#### [Exercise directions]
With the pictures left out, write out the records verbatim.
- - -
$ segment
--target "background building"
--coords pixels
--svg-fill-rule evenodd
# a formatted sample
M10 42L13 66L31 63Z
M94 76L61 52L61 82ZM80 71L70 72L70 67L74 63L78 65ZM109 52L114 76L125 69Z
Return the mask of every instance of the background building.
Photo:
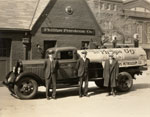
M119 43L133 44L138 33L150 59L150 3L145 0L87 0L97 22L111 42L117 35Z

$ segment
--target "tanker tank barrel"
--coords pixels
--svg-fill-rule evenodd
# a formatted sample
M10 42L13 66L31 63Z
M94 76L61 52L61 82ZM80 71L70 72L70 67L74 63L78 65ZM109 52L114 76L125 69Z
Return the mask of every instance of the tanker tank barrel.
M78 50L81 55L83 50ZM110 48L110 49L87 49L87 57L91 62L102 63L108 59L110 51L118 60L120 67L144 66L147 64L146 52L143 48Z

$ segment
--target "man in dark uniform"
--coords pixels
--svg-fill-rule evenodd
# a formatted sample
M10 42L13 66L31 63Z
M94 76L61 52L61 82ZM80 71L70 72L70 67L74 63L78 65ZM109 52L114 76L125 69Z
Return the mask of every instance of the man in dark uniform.
M116 36L112 37L112 44L113 44L113 48L117 47L117 37Z
M41 54L41 58L44 58L44 51L41 48L41 46L39 44L37 44L36 47L38 48L38 52Z
M139 47L139 35L134 34L134 47Z
M115 96L116 79L119 74L119 64L113 52L109 52L109 59L105 61L103 77L104 86L109 88L108 95Z
M86 58L87 51L82 51L82 56L77 62L77 70L79 77L79 97L88 96L88 68L90 60ZM85 82L83 90L83 82Z
M46 83L46 98L49 98L49 89L52 86L52 98L56 99L56 77L58 71L58 61L53 58L54 51L48 52L48 59L44 64L45 83Z

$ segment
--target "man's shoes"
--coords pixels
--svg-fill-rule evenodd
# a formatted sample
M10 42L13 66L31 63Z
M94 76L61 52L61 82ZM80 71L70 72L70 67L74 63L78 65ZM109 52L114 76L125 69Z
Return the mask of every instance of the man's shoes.
M85 96L85 97L89 97L89 95L88 95L88 94L84 94L84 96Z
M115 97L115 96L116 96L116 93L115 93L115 92L112 92L112 95Z
M112 95L111 92L109 92L106 96L110 96L110 95Z
M47 100L50 100L50 97L47 96L46 98L47 98Z
M79 95L79 98L82 98L82 95Z
M56 100L56 96L52 96L52 99Z

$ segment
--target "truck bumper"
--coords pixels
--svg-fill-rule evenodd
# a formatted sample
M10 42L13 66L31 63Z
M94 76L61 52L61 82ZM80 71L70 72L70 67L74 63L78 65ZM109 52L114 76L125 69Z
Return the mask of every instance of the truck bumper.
- - -
#### [Exercise result]
$ segment
--target "background building"
--coords pixels
--svg-fill-rule evenodd
# a formatted sample
M10 42L13 66L31 63Z
M94 76L61 52L61 82ZM80 71L70 72L70 67L74 63L78 65ZM109 52L114 76L125 69Z
Return the mask of every instance of the background building.
Photo:
M119 43L133 44L138 33L150 59L150 3L145 0L87 0L97 22L111 42L117 35Z

$ segment
--target "tanker tank barrel"
--coords pixels
--svg-fill-rule evenodd
# a formatted sample
M10 42L13 66L31 63Z
M94 76L61 52L61 82ZM80 71L70 72L70 67L74 63L78 65ZM109 52L114 76L125 69Z
Return the mask of every instance of the tanker tank barrel.
M78 50L81 55L83 50ZM110 48L110 49L87 49L87 57L91 62L102 63L108 59L110 51L118 60L120 67L144 66L147 64L146 52L143 48Z

$ segment
--target "man in dark uniform"
--coords pixels
--svg-fill-rule evenodd
# a formatted sample
M10 42L13 66L31 63Z
M94 76L61 52L61 82ZM80 71L70 72L70 67L74 63L78 65ZM109 52L114 76L125 69Z
Return the mask of every instance of the man in dark uniform.
M116 36L112 37L112 44L113 44L113 48L117 47L117 37Z
M41 54L41 58L44 58L44 51L41 48L41 46L39 44L37 44L36 47L38 48L38 52Z
M139 47L139 35L134 34L134 47Z
M115 96L116 79L119 74L119 64L113 52L109 52L109 59L105 61L103 77L104 86L109 88L108 95Z
M86 58L87 51L82 51L82 56L77 62L77 70L79 77L79 97L88 96L88 68L90 60ZM85 82L83 90L83 82Z
M46 83L46 98L49 98L49 89L52 86L52 98L56 99L56 77L58 71L58 61L53 58L54 51L48 52L48 59L44 64L45 83Z

$ segment
--target "man's shoes"
--coords pixels
--svg-fill-rule evenodd
# a formatted sample
M10 42L13 66L31 63Z
M94 76L61 52L61 82ZM80 71L70 72L70 67L74 63L78 65ZM109 52L114 76L125 69Z
Return the mask of every instance of the man's shoes.
M85 96L85 97L89 97L89 95L88 95L88 94L84 94L84 96Z
M115 97L115 96L116 96L116 93L115 93L115 92L112 92L112 95Z
M112 95L111 92L109 92L106 96L110 96L110 95Z
M47 100L50 100L50 97L47 96L46 98L47 98Z
M79 95L79 98L82 98L82 95Z
M56 100L56 96L52 96L52 99Z

$ segment
--target "truck bumper"
--coords pixels
--svg-fill-rule evenodd
# a formatted sample
M10 42L13 66L31 63Z
M94 76L61 52L61 82ZM80 71L70 72L70 67L74 63L78 65ZM109 52L114 76L125 69Z
Return the mask of every instance of the truck bumper.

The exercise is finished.